Problem details :: In the records below, the part to copy starts at the line containing "Find the rolled-up" and goes to the last line; output it exactly, without pictures.

Data under study ::
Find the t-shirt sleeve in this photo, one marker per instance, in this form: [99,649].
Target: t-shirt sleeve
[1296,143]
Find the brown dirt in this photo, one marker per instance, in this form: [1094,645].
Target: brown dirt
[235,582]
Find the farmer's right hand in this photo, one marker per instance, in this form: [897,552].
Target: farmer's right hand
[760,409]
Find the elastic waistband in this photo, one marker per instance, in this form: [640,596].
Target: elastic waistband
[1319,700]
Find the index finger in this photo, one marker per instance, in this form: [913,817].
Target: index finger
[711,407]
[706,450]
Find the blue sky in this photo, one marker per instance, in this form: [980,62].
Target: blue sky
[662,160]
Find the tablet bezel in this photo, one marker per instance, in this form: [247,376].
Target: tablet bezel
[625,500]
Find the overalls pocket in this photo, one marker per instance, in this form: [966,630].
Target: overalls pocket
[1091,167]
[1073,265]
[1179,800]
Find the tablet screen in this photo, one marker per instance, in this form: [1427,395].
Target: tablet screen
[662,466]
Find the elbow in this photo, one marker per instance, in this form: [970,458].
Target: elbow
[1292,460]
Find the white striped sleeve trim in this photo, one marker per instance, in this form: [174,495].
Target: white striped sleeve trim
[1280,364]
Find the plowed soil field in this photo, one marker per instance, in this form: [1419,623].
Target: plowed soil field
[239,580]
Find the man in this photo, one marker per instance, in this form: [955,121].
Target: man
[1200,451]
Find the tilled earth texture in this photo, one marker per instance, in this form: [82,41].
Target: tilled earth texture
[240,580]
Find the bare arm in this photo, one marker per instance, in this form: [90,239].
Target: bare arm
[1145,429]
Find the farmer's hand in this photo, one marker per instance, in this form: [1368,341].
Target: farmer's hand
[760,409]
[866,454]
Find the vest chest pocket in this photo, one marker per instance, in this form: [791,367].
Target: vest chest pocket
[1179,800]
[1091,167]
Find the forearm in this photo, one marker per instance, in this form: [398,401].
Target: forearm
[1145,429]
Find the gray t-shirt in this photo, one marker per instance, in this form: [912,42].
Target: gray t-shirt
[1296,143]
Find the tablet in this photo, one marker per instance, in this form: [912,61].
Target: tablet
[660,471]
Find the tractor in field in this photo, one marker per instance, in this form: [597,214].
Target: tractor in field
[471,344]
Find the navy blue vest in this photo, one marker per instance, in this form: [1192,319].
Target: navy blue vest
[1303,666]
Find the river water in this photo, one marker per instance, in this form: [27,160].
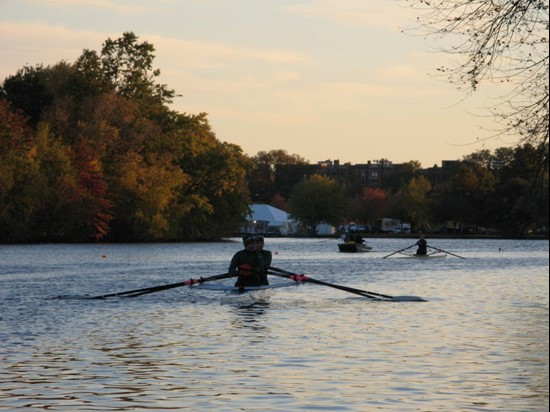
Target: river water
[480,343]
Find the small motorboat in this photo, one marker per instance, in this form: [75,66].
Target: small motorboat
[354,247]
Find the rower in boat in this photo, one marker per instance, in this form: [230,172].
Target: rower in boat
[251,264]
[422,246]
[353,243]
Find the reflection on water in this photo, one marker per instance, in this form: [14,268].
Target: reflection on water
[479,344]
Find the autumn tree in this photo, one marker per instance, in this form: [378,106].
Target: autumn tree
[317,200]
[271,175]
[412,202]
[106,159]
[369,206]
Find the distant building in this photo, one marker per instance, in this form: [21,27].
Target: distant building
[268,220]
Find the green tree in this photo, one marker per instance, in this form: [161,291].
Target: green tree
[412,202]
[317,200]
[371,205]
[269,175]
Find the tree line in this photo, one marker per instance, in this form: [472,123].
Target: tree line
[501,192]
[91,151]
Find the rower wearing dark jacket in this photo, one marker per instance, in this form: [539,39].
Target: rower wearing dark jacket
[251,263]
[422,246]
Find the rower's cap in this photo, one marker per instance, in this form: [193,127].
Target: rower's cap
[248,239]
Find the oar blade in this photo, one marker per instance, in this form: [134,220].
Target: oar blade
[406,298]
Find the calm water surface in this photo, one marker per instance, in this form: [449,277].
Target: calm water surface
[479,344]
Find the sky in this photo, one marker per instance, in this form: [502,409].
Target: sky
[323,79]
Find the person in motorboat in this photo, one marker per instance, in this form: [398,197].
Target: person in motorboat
[422,246]
[252,263]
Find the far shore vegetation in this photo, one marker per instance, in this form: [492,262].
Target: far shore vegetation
[90,151]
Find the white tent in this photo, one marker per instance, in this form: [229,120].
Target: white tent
[269,219]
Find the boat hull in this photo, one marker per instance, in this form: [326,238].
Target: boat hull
[423,257]
[352,247]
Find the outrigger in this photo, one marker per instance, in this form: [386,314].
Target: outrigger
[240,291]
[437,254]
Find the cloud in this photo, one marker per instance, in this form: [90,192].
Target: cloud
[35,42]
[371,13]
[207,54]
[110,5]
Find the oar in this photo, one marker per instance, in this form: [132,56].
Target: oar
[444,251]
[143,291]
[399,251]
[365,293]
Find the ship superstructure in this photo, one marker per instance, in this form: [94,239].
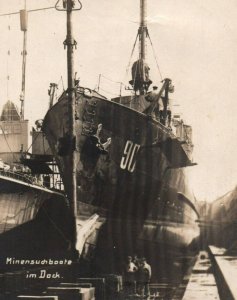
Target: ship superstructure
[129,164]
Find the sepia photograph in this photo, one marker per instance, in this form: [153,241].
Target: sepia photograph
[118,177]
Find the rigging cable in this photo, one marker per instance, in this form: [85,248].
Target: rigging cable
[31,10]
[4,134]
[134,45]
[155,56]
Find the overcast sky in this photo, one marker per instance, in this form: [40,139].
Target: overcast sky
[195,44]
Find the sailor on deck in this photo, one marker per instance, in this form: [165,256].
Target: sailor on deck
[152,97]
[143,278]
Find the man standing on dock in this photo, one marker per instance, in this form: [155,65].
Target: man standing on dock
[143,278]
[129,279]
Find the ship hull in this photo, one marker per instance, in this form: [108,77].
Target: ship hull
[31,221]
[139,180]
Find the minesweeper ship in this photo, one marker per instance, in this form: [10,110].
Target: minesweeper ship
[130,164]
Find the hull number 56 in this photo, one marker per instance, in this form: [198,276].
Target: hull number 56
[128,161]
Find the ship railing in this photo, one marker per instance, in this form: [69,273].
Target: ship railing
[19,176]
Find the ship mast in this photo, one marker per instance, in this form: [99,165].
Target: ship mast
[140,70]
[70,43]
[23,19]
[143,29]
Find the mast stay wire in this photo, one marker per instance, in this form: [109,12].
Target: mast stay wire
[155,56]
[30,10]
[130,59]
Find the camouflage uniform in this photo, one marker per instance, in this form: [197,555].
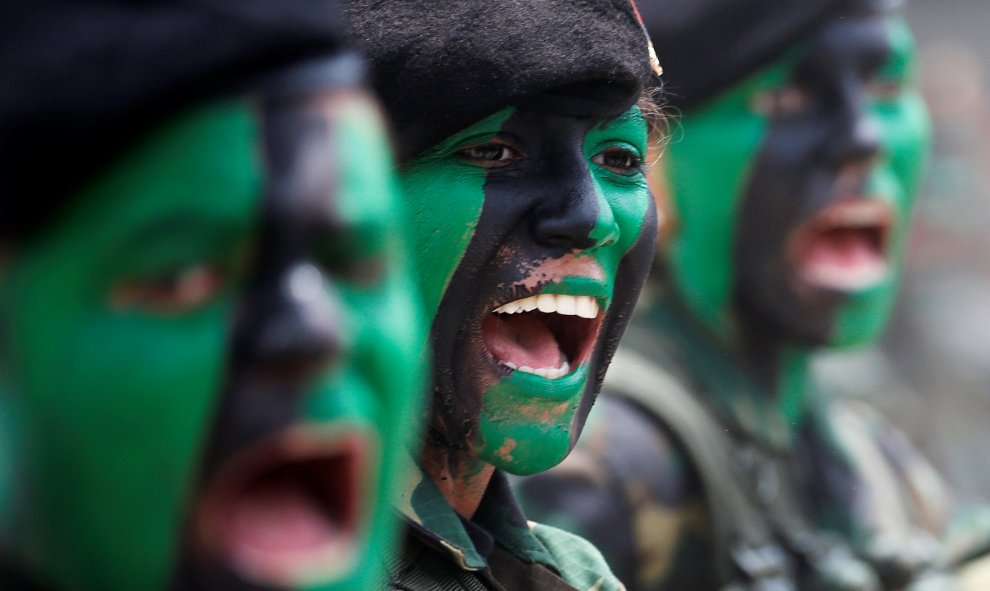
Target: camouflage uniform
[684,486]
[497,550]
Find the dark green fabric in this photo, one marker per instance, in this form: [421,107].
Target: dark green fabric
[441,548]
[844,496]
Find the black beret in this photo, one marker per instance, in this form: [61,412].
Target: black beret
[707,46]
[441,66]
[80,80]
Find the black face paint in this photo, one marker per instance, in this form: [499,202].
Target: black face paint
[549,224]
[820,150]
[286,329]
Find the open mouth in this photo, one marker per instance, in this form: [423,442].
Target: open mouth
[844,246]
[548,335]
[285,511]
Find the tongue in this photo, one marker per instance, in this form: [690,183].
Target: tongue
[522,339]
[280,516]
[842,250]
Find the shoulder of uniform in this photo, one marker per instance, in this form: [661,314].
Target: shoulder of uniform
[877,447]
[579,562]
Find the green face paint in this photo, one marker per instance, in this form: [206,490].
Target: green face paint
[803,237]
[117,317]
[528,202]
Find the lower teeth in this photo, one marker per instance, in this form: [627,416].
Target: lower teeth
[549,373]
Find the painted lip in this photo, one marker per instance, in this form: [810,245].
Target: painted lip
[547,331]
[285,511]
[845,246]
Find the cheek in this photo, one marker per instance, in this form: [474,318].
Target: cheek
[444,206]
[140,387]
[908,138]
[379,382]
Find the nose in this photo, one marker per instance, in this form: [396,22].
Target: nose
[296,331]
[857,136]
[580,219]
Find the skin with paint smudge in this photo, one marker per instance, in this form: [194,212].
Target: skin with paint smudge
[134,319]
[803,237]
[528,201]
[790,195]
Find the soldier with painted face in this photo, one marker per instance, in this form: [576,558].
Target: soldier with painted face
[522,164]
[209,344]
[715,462]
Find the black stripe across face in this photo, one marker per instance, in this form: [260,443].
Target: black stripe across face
[285,326]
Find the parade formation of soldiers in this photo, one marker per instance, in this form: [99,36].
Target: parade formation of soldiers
[463,295]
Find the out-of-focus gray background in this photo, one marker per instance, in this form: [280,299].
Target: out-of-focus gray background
[932,373]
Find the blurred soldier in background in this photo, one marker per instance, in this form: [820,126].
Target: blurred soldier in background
[714,462]
[209,346]
[523,132]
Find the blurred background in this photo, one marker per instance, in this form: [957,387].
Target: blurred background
[931,374]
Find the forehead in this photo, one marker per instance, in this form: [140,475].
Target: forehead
[200,164]
[581,100]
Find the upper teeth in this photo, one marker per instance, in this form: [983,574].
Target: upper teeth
[583,306]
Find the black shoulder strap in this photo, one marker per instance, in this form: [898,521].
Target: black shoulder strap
[743,540]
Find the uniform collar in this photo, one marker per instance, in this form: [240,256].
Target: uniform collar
[498,519]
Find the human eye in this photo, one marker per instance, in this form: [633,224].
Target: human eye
[492,154]
[619,160]
[171,292]
[781,101]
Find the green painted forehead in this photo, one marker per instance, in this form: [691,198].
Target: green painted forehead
[116,340]
[711,161]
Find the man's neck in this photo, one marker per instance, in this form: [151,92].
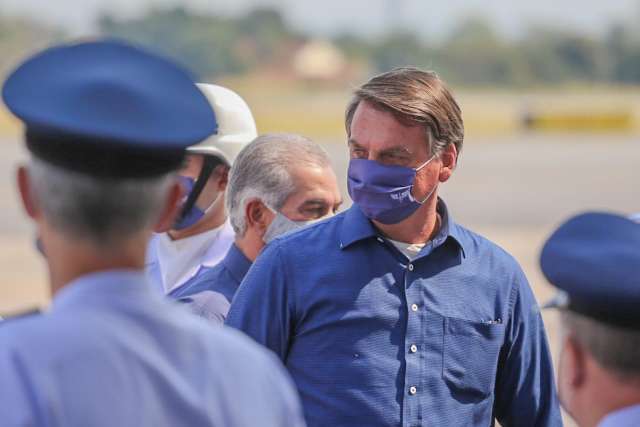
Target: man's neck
[420,227]
[69,260]
[250,245]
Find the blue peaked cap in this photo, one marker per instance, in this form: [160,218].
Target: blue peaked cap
[594,260]
[108,108]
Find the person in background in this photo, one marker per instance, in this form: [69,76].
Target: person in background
[202,235]
[391,313]
[594,261]
[107,127]
[278,183]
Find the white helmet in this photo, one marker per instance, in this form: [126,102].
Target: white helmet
[236,126]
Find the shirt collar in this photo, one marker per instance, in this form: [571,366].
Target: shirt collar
[624,417]
[237,263]
[101,288]
[356,226]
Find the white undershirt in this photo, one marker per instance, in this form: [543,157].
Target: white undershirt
[410,250]
[179,260]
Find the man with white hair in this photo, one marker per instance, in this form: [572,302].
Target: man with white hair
[202,234]
[278,183]
[107,126]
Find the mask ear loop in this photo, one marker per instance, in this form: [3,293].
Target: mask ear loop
[434,188]
[208,166]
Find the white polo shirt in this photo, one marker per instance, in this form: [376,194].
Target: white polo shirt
[170,263]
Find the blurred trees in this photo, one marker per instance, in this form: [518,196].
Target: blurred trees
[472,54]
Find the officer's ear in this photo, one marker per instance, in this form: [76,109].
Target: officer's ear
[449,159]
[171,208]
[26,193]
[257,216]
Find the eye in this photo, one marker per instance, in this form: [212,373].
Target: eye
[358,153]
[315,213]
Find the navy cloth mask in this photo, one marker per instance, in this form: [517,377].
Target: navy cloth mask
[195,214]
[383,192]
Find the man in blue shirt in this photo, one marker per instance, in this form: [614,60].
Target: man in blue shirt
[391,313]
[594,261]
[107,125]
[278,183]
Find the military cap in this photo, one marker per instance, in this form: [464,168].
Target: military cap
[108,108]
[594,261]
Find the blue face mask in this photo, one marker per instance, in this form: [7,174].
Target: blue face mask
[383,192]
[195,214]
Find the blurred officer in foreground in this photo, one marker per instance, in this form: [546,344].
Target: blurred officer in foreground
[107,125]
[391,313]
[202,234]
[278,183]
[594,260]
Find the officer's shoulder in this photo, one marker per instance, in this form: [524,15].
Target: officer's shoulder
[230,347]
[15,327]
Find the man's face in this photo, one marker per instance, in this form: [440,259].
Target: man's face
[316,195]
[378,135]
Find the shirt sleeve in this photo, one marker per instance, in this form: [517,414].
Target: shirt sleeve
[525,386]
[262,306]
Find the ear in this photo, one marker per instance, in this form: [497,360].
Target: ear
[257,216]
[171,208]
[222,174]
[449,159]
[24,187]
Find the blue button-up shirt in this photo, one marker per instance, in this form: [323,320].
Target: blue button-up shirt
[210,291]
[452,338]
[625,417]
[111,352]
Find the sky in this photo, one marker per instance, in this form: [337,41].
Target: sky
[429,19]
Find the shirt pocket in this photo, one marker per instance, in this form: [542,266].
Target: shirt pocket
[470,356]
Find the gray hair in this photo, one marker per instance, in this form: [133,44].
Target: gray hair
[262,171]
[616,349]
[103,211]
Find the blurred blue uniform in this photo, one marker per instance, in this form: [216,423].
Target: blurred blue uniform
[111,352]
[210,291]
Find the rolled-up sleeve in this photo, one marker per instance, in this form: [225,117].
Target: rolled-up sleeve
[525,388]
[262,307]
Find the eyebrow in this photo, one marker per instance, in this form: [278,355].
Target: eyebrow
[314,202]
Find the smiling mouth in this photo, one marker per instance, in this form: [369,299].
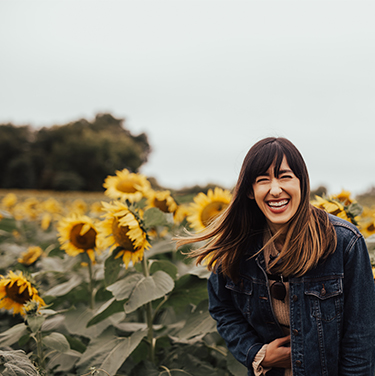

Written response ::
Find the rolled-up sleeve in this photo, one marker per instance, in this form: [225,117].
Target: rolled-up sleeve
[525,388]
[262,307]
Find the eyebrow in this photo, one marker per instance, in this form: [278,355].
Target: eyebrow
[314,202]
Find the smiling mouth in this photo, one marker per instance, in this form: [369,299].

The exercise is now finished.